• Challenge
Count the lines in the data below that contain the string "wooden", treating uppercase and lowercase letters as different. Reply with the number alone.

• Supplied records

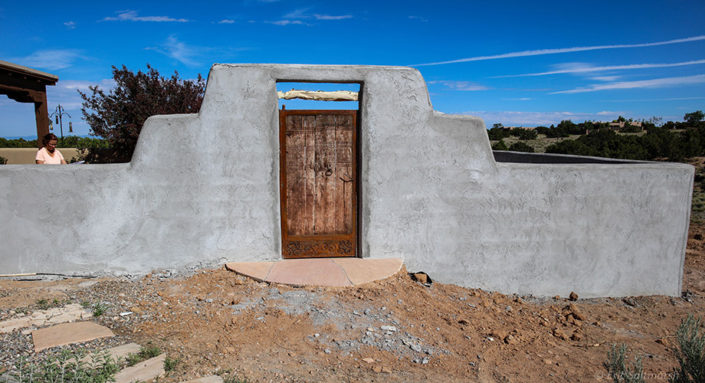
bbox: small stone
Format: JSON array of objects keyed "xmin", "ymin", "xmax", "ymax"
[
  {"xmin": 414, "ymin": 273, "xmax": 428, "ymax": 283},
  {"xmin": 553, "ymin": 328, "xmax": 569, "ymax": 340}
]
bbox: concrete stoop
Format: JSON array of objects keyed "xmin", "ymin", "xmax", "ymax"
[{"xmin": 225, "ymin": 258, "xmax": 404, "ymax": 287}]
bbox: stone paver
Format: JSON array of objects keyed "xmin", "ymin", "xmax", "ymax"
[
  {"xmin": 333, "ymin": 258, "xmax": 404, "ymax": 285},
  {"xmin": 32, "ymin": 322, "xmax": 115, "ymax": 352},
  {"xmin": 115, "ymin": 354, "xmax": 166, "ymax": 383},
  {"xmin": 225, "ymin": 258, "xmax": 404, "ymax": 287},
  {"xmin": 0, "ymin": 303, "xmax": 93, "ymax": 334},
  {"xmin": 182, "ymin": 375, "xmax": 223, "ymax": 383},
  {"xmin": 267, "ymin": 259, "xmax": 352, "ymax": 286}
]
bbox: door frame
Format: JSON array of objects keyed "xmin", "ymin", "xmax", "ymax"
[{"xmin": 277, "ymin": 107, "xmax": 362, "ymax": 259}]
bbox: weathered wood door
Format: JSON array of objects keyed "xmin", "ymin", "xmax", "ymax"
[{"xmin": 279, "ymin": 110, "xmax": 357, "ymax": 258}]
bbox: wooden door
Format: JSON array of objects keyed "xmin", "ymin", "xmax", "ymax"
[{"xmin": 279, "ymin": 110, "xmax": 357, "ymax": 258}]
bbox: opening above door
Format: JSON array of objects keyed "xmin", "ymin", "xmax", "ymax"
[{"xmin": 277, "ymin": 81, "xmax": 362, "ymax": 110}]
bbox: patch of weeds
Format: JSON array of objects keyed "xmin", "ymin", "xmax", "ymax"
[
  {"xmin": 93, "ymin": 302, "xmax": 108, "ymax": 317},
  {"xmin": 125, "ymin": 343, "xmax": 166, "ymax": 370},
  {"xmin": 13, "ymin": 350, "xmax": 119, "ymax": 383},
  {"xmin": 670, "ymin": 314, "xmax": 705, "ymax": 383},
  {"xmin": 223, "ymin": 374, "xmax": 252, "ymax": 383},
  {"xmin": 37, "ymin": 299, "xmax": 49, "ymax": 310},
  {"xmin": 164, "ymin": 356, "xmax": 180, "ymax": 374},
  {"xmin": 604, "ymin": 344, "xmax": 644, "ymax": 383}
]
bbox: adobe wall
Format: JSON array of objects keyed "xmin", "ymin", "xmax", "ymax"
[{"xmin": 0, "ymin": 64, "xmax": 693, "ymax": 297}]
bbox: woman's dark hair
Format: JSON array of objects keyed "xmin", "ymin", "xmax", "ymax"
[{"xmin": 42, "ymin": 133, "xmax": 59, "ymax": 146}]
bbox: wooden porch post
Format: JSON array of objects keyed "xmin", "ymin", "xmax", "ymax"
[{"xmin": 33, "ymin": 88, "xmax": 49, "ymax": 149}]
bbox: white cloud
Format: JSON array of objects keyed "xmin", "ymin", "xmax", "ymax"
[
  {"xmin": 590, "ymin": 76, "xmax": 620, "ymax": 81},
  {"xmin": 276, "ymin": 8, "xmax": 353, "ymax": 25},
  {"xmin": 428, "ymin": 81, "xmax": 489, "ymax": 91},
  {"xmin": 409, "ymin": 16, "xmax": 428, "ymax": 23},
  {"xmin": 8, "ymin": 49, "xmax": 82, "ymax": 70},
  {"xmin": 269, "ymin": 20, "xmax": 308, "ymax": 26},
  {"xmin": 600, "ymin": 97, "xmax": 705, "ymax": 102},
  {"xmin": 103, "ymin": 10, "xmax": 188, "ymax": 23},
  {"xmin": 412, "ymin": 35, "xmax": 705, "ymax": 66},
  {"xmin": 313, "ymin": 14, "xmax": 352, "ymax": 20},
  {"xmin": 146, "ymin": 35, "xmax": 201, "ymax": 66},
  {"xmin": 551, "ymin": 74, "xmax": 705, "ymax": 94},
  {"xmin": 495, "ymin": 60, "xmax": 705, "ymax": 78}
]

• Answer in full
2